== EXERCISE 1 ==
Write out the stretch of the Christopher Reeve passage from "Who doesn’t know" through "beautiful Jane Seymour.", word for word.
== EXERCISE 2 ==
Carry on the Christopher Reeve passage from the point where it stops.

---- TEXT SEGMENT

Who doesn’t know the actor Christopher Reeve, he of the Superman movies? Although he became famous from his portrayal of Superman, he starred in numerous other movies, the most popular of which was not as Superman, but as a love-struck time traveller in “Somewhere in Time,” with the hauntingly beautiful Jane Seymour.
On May 27, 1995, Reeve became a quadriplegic after being thrown from a horse during an equestrian competition in Culpeper, Virginia. He was confined to a wheelchair and required a portable ventilator for the rest of his life.
But this did not stop him from being active. He lobbied on behalf of people with spinal cord injuries and for human embryonic stem cell research, founding the Christopher Reeve Foundation and co-founding the Reeve-Irvine Research Center. He also continued to be involved in Hollywood, directing and producing movies.
Christopher Reeve never allowed himself to wallow in misery and self-pity after his accident. He became a beacon of hope instead to disabled people everywhere, especially those afflicted with spinal cord injuries. He was a true super hero off-screen and here are three characteristics of Christopher Reeve that we can emulate in spite of what difficulties we may encounter, whether we are male or female.
The late U.S. President Franklin D. Roosevelt stated, “Courage is not the absence of fear, but rather the assessment that something else is more important than fear.”
Nelson Mandela echoed this when he stated, “I learned that courage was not the absence of fear, but the triumph over it. The brave man is not he who does not feel afraid, but he who conquers that fear.”
Reeve took up the fight of spinal cord injured people. That was most important for him. His own injury propelled him to fund research to find a cure for this type of affliction. Was he fearless? I don’t think so. He once contemplated suicide. Rather, he triumphed over his fears.
Reeve did not despair. He may have fallen into depression time and again as would anyone with severe injuries. But we can safely conclude he had a healthy dose of optimism. Otherwise he would not have started projects to seek a cure for his kind of injury. You cannot start a project from a point of despair or hoplessness. Too many mistakes can be committed.

--------
---- LISTED RECORDS

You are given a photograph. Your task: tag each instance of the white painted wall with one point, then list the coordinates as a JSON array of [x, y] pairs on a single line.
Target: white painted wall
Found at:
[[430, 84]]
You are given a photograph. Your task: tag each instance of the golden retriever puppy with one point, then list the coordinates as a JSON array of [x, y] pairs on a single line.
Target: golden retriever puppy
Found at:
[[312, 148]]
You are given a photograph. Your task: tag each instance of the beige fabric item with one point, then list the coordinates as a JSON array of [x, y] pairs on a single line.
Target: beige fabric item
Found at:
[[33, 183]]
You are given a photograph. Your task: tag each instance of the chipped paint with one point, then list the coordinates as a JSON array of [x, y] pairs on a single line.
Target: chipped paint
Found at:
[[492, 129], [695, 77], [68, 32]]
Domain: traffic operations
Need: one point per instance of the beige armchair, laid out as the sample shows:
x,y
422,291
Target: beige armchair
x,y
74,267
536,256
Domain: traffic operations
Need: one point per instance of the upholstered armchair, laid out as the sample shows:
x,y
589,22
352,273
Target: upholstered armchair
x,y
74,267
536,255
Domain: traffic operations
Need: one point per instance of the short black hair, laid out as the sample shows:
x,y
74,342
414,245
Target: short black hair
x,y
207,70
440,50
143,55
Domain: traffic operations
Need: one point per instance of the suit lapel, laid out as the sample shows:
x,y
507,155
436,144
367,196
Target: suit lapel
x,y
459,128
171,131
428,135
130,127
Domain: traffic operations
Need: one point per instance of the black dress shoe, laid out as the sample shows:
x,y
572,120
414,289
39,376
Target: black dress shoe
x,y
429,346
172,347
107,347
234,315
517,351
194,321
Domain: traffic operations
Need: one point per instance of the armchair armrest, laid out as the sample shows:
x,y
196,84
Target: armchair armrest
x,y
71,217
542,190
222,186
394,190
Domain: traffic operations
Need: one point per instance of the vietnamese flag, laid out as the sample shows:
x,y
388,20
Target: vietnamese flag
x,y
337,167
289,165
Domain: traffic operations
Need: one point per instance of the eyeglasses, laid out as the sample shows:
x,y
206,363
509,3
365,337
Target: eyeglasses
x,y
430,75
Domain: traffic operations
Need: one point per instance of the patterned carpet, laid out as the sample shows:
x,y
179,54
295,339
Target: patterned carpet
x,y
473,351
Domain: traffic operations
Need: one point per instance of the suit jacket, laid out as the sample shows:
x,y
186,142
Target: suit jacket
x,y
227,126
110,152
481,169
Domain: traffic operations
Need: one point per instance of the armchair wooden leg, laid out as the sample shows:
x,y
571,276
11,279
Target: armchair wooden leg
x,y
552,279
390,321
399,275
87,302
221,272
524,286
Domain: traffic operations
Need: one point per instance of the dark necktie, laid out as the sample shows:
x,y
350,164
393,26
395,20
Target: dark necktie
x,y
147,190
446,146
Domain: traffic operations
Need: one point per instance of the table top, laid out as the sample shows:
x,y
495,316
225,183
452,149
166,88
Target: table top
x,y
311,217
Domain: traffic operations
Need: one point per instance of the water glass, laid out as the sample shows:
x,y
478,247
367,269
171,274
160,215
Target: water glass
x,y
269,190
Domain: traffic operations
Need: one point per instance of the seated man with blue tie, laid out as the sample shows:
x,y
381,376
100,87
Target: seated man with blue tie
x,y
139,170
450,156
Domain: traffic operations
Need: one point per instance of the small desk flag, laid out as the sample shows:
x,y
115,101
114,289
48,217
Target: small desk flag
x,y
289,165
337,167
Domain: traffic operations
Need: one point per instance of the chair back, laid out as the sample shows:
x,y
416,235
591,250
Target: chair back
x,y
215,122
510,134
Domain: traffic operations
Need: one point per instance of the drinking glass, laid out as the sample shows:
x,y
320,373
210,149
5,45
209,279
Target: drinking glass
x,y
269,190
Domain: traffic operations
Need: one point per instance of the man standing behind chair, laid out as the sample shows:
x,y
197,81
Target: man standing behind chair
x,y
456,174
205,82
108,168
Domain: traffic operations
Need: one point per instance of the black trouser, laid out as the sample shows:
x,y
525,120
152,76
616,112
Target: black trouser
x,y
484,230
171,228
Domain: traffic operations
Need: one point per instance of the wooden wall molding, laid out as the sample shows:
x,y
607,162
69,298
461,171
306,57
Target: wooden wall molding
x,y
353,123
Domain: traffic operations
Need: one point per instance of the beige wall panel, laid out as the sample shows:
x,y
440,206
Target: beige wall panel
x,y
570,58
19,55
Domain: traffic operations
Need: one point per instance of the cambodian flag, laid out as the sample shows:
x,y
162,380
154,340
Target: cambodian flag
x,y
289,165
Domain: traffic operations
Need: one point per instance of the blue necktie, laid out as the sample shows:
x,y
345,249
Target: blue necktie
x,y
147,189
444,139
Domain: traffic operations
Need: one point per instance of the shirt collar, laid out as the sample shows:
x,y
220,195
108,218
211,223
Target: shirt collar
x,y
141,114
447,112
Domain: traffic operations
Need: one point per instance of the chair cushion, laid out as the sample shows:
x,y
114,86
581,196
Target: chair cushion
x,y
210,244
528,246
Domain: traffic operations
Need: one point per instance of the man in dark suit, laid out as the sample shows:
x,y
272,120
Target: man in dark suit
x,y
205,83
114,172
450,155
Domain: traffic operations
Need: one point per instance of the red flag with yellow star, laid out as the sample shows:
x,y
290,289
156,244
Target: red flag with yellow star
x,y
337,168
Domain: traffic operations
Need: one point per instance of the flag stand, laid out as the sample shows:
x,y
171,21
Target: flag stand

--------

== OUTPUT 1 ==
Who doesn’t know the actor Christopher Reeve, he of the Superman movies? Although he became famous from his portrayal of Superman, he starred in numerous other movies, the most popular of which was not as Superman, but as a love-struck time traveller in “Somewhere in Time,” with the hauntingly beautiful Jane Seymour.

== OUTPUT 2 ==
He was optimistic that his foundation and research center would eventually find a cure. In fact, even in a wheelchair, he continued to exercise to build body strength in anticipation of eventually being able to stand up and walk.
Because of his foundation and research center, countless others afflicted with spinal cord injury now have hope and can be optimistic of a cure. Of Christopher Reeve, UC Irvine said, “in the years following his injury, Christopher did more to promote research on spinal cord injury and other neurological disorders than any other person before or since.”
Even with restrictive mobility and difficulty in breathing, Christopher Reeve surged on. He continued to be involved in movie-making in front and behind the camera, winning awards along the way. He sat on the Boards of associations and organizations that help the disabled as well as on medical company Boards. He gave interviews and speeches on his advocacy.
He knew exactly what he wanted to do and set out to do them despite his handicap.
Christopher Reeve’s legacy
On October 10, 2004, Reeve died at the age of 52 from cardiac arrest. But his legacy lives on. The research center he co-founded is now one of the leading spinal cord research centers in the world. Many disabled people can now walk again because of the work of his research center.
Christopher Reeve was a superman in more ways than his movie role. We may not be able to do the immense work that Christopher Reeve did in his lifetime. But, as long as we are courageous, optimistic and self-determined, we can be heroes in our own right.